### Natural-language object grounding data
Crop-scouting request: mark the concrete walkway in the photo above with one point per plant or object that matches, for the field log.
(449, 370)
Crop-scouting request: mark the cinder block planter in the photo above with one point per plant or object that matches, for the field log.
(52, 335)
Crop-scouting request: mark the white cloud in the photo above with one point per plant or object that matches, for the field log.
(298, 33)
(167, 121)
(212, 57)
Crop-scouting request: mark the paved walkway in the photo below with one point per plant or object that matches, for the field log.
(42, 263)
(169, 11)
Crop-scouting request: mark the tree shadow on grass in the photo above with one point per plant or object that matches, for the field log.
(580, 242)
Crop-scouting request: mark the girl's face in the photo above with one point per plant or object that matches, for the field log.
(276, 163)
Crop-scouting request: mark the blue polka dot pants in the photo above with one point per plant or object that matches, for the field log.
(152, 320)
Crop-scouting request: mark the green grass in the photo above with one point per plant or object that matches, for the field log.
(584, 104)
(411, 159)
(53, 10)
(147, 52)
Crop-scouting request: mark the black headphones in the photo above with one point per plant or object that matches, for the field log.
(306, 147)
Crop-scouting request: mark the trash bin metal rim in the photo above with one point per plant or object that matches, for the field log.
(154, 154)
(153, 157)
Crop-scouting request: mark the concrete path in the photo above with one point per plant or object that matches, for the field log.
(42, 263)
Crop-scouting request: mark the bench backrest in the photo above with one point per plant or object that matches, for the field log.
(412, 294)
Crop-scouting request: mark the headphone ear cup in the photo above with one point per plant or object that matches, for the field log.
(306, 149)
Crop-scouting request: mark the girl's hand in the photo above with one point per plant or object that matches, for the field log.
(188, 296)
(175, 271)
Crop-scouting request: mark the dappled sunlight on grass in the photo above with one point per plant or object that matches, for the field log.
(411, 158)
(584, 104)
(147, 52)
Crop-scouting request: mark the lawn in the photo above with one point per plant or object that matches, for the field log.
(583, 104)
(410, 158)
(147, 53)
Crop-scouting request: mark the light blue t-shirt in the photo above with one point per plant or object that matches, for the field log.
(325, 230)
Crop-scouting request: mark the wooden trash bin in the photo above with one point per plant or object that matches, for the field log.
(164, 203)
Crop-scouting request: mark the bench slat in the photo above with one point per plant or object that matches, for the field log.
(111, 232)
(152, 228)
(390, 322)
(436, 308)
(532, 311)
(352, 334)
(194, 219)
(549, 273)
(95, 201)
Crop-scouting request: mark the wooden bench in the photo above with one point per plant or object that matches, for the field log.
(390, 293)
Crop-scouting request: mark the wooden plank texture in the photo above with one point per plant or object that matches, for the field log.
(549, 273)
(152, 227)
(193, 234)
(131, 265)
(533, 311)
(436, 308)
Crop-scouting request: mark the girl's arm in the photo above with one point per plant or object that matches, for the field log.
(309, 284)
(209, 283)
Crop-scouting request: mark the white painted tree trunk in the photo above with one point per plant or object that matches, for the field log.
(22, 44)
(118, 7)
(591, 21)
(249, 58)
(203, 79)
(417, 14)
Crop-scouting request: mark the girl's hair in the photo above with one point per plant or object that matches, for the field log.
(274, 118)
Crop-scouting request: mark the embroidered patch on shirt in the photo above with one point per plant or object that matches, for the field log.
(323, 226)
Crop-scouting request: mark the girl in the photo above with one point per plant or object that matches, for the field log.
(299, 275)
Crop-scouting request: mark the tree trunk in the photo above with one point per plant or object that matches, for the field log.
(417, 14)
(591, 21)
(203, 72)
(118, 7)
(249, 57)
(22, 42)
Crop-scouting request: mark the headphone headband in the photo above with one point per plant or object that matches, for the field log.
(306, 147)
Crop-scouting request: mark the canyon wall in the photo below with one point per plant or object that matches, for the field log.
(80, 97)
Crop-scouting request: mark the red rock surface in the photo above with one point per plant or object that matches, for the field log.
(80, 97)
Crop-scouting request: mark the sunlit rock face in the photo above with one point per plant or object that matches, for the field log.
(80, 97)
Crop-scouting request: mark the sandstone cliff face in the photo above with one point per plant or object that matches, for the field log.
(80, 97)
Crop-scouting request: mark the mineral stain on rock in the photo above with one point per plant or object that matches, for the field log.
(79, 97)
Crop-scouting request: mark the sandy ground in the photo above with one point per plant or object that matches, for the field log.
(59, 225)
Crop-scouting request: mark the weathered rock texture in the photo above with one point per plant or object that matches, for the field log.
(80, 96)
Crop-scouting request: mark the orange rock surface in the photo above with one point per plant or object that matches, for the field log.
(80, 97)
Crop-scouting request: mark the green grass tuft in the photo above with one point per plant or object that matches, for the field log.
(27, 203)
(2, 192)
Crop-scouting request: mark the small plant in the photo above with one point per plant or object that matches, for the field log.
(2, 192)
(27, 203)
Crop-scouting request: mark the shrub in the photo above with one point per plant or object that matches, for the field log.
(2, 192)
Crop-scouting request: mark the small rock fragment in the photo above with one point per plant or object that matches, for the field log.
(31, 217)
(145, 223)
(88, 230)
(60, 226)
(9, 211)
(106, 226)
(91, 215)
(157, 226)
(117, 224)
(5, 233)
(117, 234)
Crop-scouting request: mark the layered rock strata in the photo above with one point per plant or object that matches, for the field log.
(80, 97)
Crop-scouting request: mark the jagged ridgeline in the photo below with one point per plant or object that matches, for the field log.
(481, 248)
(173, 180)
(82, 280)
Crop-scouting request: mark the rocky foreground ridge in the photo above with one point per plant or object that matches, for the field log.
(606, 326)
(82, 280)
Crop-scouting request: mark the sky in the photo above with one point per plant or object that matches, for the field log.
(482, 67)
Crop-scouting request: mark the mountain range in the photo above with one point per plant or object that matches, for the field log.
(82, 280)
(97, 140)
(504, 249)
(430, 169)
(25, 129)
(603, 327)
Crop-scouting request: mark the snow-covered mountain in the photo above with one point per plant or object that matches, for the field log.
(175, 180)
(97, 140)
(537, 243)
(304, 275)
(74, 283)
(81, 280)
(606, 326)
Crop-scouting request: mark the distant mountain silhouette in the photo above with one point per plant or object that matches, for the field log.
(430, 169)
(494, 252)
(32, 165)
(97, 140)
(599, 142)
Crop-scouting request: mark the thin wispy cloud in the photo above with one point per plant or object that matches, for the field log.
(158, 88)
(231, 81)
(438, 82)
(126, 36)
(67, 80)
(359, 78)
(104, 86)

### Task to carry out
Retype the data exactly as given.

### Expected answer
Crop-scouting request: mark the concrete walkway in the photo above with one point per plant or object that matches, for the field log.
(449, 370)
Crop-scouting request: mark the cinder block planter in the photo above with one point per plant or object that matches, for the field log.
(52, 335)
Crop-scouting request: mark the white cloud in the photo above with one point per plant or object that matches, for the field log.
(298, 33)
(167, 121)
(212, 57)
Crop-scouting request: mark the paved walkway in the photo below with one point per plant or object that matches, for the field log.
(42, 263)
(169, 11)
Crop-scouting request: mark the tree shadow on grass in the photo above with one point per plant or object that matches, for the field log.
(580, 242)
Crop-scouting request: mark the girl's face in the photo above with one point per plant or object that matches, for the field log.
(276, 163)
Crop-scouting request: mark the blue polka dot pants in the photo above with one point per plant or object that matches, for the field log.
(152, 320)
Crop-scouting request: mark the green grass in the photo above with one point per plant or object that matches, for the field log.
(584, 104)
(411, 159)
(53, 10)
(147, 52)
Crop-scouting request: mark the black headphones in the photo above with one point per plant or object that matches, for the field log.
(306, 147)
Crop-scouting request: mark the trash bin metal rim in the photo above with one point per plant or object that matches, for the field log.
(154, 154)
(153, 157)
Crop-scouting request: mark the concrete path in the photo above with one point per plant or object that matches, for the field log.
(42, 263)
Crop-scouting request: mark the bench backrest in the photo above with one point per plant or object that matches, for the field log.
(412, 294)
Crop-scouting request: mark the headphone ear cup in the photo above with one point per plant or object that matches, for the field log.
(306, 149)
Crop-scouting request: mark the girl's hand in the photo above with one point per plant or object that matches, for the field log.
(188, 296)
(175, 271)
Crop-scouting request: mark the dappled sunlight on grass in the photo above with one point per plant or object that matches, for the field log.
(411, 158)
(584, 104)
(147, 52)
Crop-scouting request: mark the lawn in the photo above with one point per plant or object that matches, for the field log.
(583, 104)
(410, 158)
(147, 53)
Crop-scouting request: mark the light blue t-shirt in the photo above with one point per plant or object that matches, for the field log.
(325, 230)
Crop-scouting request: mark the wooden trash bin in the photo above with one point per plant or object that matches, for the field log.
(164, 203)
Crop-scouting request: mark the bench slat in the photo above with one point per plant or object that matches, for the field log.
(111, 232)
(152, 228)
(390, 322)
(436, 308)
(532, 311)
(352, 334)
(194, 219)
(549, 273)
(95, 201)
Crop-scouting request: mark the wooden bench in the photo above with one point per plant or object that matches, for the field log.
(390, 293)
Crop-scouting request: mark the wooden plank texture in the photo above with one point per plant or object that matches, for the field log.
(549, 273)
(152, 227)
(193, 234)
(131, 265)
(533, 311)
(436, 308)
Crop-scouting request: mark the girl's arm in the photo above with one point per plant or object that matches, for the field log.
(309, 284)
(209, 283)
Crop-scouting request: mark the white painted tree trunk in the photo above with one point per plant or object that matches, for the field log.
(22, 44)
(118, 7)
(591, 21)
(249, 58)
(203, 79)
(417, 14)
Crop-scouting request: mark the girl's hair in the photo above with one point per plant or object that matches, for the field log.
(274, 118)
Crop-scouting request: mark the embroidered patch on shirt in the photo above with one point per plant or object that matches, for the field log.
(323, 226)
Crop-scouting request: mark the girl in the photo above with one point per plant or object that matches, for the field log.
(299, 275)
Crop-scouting request: mark the tree trunk in the photo above with one point per plant or object that matches, for the field log.
(417, 14)
(591, 21)
(203, 72)
(118, 7)
(249, 57)
(22, 42)
Crop-scouting request: mark the headphone headband in the photo above with one point per plant or object that matches, for the field log.
(306, 147)
Crop-scouting request: mark the canyon wall in the photo below with one point per plant or object that matches, for the field log.
(80, 97)
Crop-scouting request: mark the red rock surface in the photo above with one point per plant or object that matches, for the field log.
(80, 97)
Crop-scouting request: mark the sunlit rock face in the photo above with one point per plant or object that matches, for the field log.
(80, 97)
Crop-scouting request: mark the sandstone cliff face in the photo above with one point per plant or object that matches, for the field log.
(80, 97)
Crop-scouting request: mark the mineral stain on rock in the photo above with one point per plant or object that matches, for the field log.
(79, 97)
Crop-scouting request: mark the sandy ground in the photo above with one point per plant or object that matches, for the field log.
(59, 225)
Crop-scouting request: mark the weathered rock texture in the photo above with one point per plant or object that matches, for the field log.
(80, 96)
Crop-scouting request: mark the orange rock surface in the photo above with one point per plant or object that matches, for the field log.
(80, 97)
Crop-scouting request: mark the green grass tuft in the photo above with one point per plant or object that matches, for the field log.
(27, 203)
(2, 192)
Crop-scouting request: mark the small plant in the photo above with one point per plant or object that matches, for the field log.
(2, 192)
(27, 203)
Crop-scouting request: mark the shrub in the photo above with one point per plant or object that matches, for the field log.
(2, 192)
Crop-scouting request: mark the small rock fragment in the photo above with one point per plant or object that matches, for the field log.
(31, 217)
(145, 223)
(88, 230)
(60, 226)
(9, 211)
(106, 226)
(91, 215)
(157, 226)
(117, 224)
(5, 233)
(117, 234)
Crop-scouting request: mark the layered rock strata in the photo above with one point per plant or object that matches, for the field log.
(80, 97)
Crop-scouting request: mark the jagged ridgeline in the photo below with one point per plant or object that matches, for the field log.
(481, 248)
(173, 180)
(82, 280)
Crop-scouting request: mark the rocky foreground ridge in the photo above with one point per plant or object that matches, for the field log.
(606, 326)
(82, 280)
Crop-scouting request: mark the sky in the photo above with one point per plant or object that matches, for the field log.
(482, 67)
Crop-scouting request: mark the mountain range in the photo above with one point per plant or object that matches, for the field log.
(82, 280)
(97, 140)
(504, 249)
(430, 169)
(25, 129)
(603, 327)
Crop-scouting request: mark the snow-covered mountain in the photo above with one point per plant or object that matches, for the field log.
(175, 180)
(97, 140)
(537, 243)
(304, 275)
(74, 283)
(81, 280)
(606, 326)
Crop-scouting request: mark the distant mountain silhouette in the photo above with one point per plant or object that matches, for the field log.
(430, 169)
(494, 252)
(32, 165)
(97, 140)
(599, 142)
Crop-scouting request: mark the thin wispy cloud in the photo above with one point per plant or object that matches, for the field log.
(158, 88)
(231, 81)
(438, 82)
(126, 36)
(67, 80)
(359, 78)
(104, 86)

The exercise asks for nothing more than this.